DIRECTIONS
Can you print, character for character, every line of the data from its first line through the line containing "positive clicks: (189, 782)", with both of those lines included?
━━━━━ DATA SHOWN ━━━━━
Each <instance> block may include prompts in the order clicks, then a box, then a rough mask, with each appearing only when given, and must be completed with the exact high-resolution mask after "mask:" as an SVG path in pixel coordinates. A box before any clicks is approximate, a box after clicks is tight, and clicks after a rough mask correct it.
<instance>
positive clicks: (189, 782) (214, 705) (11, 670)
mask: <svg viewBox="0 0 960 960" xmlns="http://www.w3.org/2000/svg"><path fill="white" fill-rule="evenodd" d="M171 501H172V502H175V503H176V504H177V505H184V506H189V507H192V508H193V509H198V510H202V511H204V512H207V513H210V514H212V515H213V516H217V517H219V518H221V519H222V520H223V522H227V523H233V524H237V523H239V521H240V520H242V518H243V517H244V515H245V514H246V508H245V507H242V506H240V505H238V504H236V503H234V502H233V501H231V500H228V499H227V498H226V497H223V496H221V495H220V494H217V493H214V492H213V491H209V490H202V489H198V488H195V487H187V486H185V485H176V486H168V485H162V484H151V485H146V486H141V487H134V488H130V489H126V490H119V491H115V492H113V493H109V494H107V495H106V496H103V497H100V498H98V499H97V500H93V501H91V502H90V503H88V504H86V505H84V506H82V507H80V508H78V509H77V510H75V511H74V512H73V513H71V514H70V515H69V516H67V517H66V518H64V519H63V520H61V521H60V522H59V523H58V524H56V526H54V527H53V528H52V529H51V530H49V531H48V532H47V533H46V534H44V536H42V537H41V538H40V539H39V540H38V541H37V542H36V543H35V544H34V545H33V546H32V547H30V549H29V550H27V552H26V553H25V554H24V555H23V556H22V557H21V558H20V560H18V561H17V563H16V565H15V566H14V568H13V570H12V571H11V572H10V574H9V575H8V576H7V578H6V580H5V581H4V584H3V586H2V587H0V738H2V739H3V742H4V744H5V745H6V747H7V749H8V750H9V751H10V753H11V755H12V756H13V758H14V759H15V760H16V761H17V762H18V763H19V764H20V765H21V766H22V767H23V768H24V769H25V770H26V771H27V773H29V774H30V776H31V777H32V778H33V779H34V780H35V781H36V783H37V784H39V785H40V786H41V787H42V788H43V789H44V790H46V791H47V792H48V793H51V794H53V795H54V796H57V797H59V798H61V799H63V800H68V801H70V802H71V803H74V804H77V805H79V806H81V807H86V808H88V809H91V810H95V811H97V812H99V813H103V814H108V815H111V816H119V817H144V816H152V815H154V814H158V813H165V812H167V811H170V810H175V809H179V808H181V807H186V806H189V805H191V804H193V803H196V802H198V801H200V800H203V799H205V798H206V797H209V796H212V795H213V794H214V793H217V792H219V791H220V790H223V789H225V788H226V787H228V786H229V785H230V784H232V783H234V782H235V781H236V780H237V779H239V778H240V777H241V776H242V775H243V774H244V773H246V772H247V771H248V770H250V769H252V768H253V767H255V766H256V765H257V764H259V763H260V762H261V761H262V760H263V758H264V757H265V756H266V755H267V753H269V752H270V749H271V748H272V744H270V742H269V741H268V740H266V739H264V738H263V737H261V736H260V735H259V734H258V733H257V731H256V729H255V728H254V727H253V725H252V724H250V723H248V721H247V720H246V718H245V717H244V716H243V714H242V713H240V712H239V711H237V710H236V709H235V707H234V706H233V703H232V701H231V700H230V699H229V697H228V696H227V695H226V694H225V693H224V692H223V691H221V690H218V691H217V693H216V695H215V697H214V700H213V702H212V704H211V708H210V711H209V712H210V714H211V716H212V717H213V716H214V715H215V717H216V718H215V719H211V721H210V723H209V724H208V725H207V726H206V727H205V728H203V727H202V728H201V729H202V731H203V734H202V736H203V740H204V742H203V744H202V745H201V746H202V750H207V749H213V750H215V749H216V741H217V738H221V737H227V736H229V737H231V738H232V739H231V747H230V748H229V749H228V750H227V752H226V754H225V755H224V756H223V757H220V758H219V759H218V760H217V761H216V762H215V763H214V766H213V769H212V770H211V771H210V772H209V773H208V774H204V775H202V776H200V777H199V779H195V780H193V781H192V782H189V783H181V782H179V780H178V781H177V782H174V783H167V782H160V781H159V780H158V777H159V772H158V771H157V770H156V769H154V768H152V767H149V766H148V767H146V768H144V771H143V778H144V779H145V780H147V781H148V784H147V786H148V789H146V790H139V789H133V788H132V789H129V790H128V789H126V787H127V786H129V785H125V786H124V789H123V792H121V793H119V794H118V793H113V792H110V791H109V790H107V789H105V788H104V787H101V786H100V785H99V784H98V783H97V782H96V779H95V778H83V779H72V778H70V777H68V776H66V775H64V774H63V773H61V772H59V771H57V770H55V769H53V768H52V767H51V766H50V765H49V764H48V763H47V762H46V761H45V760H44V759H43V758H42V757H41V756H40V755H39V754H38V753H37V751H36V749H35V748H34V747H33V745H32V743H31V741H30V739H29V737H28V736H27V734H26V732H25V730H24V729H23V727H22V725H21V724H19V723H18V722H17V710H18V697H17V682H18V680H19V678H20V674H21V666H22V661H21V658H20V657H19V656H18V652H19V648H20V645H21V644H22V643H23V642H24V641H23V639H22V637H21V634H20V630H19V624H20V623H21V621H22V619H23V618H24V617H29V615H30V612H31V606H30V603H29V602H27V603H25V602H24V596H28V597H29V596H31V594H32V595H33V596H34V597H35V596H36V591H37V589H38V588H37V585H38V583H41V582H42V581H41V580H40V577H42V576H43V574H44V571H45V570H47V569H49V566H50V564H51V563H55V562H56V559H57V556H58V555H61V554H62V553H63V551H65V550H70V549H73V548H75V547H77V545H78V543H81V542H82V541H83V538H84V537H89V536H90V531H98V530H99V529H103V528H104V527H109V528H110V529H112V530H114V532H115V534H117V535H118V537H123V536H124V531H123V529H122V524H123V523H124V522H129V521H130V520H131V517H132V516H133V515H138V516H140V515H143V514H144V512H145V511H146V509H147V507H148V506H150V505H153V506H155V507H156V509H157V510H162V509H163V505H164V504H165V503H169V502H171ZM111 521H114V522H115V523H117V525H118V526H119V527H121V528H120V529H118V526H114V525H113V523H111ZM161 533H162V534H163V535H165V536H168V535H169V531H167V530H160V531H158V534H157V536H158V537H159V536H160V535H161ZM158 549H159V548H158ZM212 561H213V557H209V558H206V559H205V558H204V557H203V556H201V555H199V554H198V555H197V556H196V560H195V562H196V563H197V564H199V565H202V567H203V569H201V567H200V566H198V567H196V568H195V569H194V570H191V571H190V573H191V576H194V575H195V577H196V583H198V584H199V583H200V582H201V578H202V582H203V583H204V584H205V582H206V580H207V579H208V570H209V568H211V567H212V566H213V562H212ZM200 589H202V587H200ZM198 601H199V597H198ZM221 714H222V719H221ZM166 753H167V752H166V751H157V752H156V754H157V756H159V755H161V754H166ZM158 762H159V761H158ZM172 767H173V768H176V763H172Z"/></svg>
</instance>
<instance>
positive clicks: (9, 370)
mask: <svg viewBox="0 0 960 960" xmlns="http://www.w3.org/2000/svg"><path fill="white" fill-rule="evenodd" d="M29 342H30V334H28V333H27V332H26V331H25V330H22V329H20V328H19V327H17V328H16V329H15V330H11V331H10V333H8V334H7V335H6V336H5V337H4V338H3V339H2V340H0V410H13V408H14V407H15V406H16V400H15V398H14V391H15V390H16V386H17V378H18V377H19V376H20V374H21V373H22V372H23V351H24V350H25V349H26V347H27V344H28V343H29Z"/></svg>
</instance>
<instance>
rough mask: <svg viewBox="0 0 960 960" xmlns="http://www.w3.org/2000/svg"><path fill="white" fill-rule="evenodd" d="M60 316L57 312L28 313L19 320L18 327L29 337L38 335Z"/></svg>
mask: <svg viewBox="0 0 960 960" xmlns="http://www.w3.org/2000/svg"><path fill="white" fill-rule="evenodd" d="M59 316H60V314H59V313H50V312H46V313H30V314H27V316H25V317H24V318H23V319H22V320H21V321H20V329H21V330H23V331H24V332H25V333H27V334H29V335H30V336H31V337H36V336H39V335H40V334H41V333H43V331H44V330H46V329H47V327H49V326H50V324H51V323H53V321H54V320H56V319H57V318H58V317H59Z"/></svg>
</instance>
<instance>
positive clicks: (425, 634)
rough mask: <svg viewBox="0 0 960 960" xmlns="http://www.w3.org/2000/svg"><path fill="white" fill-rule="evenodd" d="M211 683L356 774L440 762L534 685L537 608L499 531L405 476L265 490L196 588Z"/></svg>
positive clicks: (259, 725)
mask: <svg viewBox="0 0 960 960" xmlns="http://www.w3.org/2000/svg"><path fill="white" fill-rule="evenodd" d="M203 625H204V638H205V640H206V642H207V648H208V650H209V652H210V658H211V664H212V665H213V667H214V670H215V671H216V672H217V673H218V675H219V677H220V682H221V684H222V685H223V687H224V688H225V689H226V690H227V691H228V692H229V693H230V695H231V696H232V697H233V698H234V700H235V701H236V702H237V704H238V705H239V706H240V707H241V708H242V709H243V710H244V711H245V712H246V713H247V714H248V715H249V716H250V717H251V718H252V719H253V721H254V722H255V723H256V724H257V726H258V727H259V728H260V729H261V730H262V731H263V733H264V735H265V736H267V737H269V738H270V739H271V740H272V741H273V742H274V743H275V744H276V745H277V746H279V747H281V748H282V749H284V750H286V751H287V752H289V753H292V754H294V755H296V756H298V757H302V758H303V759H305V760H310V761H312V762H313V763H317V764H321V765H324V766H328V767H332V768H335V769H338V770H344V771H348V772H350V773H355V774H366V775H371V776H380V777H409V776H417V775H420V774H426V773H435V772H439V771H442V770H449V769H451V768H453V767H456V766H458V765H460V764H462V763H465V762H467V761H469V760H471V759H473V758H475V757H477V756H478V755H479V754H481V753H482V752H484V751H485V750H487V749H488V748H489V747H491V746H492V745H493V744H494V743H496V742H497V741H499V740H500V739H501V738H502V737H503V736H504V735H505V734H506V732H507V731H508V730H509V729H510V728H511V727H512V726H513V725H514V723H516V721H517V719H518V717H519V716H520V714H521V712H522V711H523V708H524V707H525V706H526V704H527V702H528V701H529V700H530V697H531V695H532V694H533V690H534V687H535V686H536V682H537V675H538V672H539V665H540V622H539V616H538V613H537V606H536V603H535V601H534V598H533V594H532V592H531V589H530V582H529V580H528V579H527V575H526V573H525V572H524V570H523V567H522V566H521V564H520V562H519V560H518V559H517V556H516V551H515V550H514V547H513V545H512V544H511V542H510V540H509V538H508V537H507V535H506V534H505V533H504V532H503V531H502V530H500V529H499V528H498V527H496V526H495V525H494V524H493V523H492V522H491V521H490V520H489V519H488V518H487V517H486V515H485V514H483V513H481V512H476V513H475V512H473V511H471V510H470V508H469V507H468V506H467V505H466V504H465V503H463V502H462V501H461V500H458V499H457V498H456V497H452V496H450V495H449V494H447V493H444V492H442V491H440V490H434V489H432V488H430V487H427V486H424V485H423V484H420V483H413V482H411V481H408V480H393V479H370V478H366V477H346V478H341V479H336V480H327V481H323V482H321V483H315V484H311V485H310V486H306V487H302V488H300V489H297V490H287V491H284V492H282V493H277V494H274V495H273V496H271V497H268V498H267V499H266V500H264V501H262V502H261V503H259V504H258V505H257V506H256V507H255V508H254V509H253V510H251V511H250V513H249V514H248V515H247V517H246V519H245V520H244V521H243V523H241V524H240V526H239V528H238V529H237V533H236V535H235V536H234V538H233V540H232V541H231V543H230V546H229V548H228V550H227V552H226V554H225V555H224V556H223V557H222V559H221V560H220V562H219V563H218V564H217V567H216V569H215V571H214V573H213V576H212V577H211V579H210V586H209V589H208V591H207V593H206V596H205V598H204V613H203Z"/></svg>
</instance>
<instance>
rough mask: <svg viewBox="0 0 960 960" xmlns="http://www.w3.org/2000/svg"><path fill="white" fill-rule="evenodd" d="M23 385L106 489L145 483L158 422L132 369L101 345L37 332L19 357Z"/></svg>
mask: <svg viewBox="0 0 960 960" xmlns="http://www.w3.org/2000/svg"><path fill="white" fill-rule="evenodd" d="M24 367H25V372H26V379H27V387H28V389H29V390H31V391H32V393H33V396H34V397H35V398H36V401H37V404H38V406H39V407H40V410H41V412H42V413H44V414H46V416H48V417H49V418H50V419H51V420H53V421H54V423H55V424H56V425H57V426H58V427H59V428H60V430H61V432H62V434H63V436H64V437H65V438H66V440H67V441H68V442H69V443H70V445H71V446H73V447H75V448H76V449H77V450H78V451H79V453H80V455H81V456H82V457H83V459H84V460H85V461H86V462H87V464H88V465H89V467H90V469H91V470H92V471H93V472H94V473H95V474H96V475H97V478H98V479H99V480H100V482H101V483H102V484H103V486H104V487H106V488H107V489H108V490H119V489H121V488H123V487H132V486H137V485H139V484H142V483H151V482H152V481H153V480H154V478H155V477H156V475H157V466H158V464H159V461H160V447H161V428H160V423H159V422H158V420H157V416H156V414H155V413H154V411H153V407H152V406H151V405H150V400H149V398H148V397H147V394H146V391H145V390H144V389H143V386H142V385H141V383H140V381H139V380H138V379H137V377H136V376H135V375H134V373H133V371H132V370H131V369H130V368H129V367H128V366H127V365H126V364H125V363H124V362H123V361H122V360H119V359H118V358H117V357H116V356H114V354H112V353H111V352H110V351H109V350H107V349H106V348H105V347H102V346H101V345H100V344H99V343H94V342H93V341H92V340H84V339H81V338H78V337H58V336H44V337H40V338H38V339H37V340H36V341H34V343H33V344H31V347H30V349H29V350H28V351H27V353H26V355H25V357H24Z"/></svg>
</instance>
━━━━━
SOLUTION
Each <instance> block may include prompts in the order clicks, then a box, then a rough mask, with each appearing only when given, and must be completed with the exact high-resolution mask after "mask:" as an SVG path in pixel coordinates. A box before any clicks is approximate, a box after clicks is tight, and clicks after a rough mask correct it.
<instance>
positive clicks: (189, 782) (214, 705) (11, 670)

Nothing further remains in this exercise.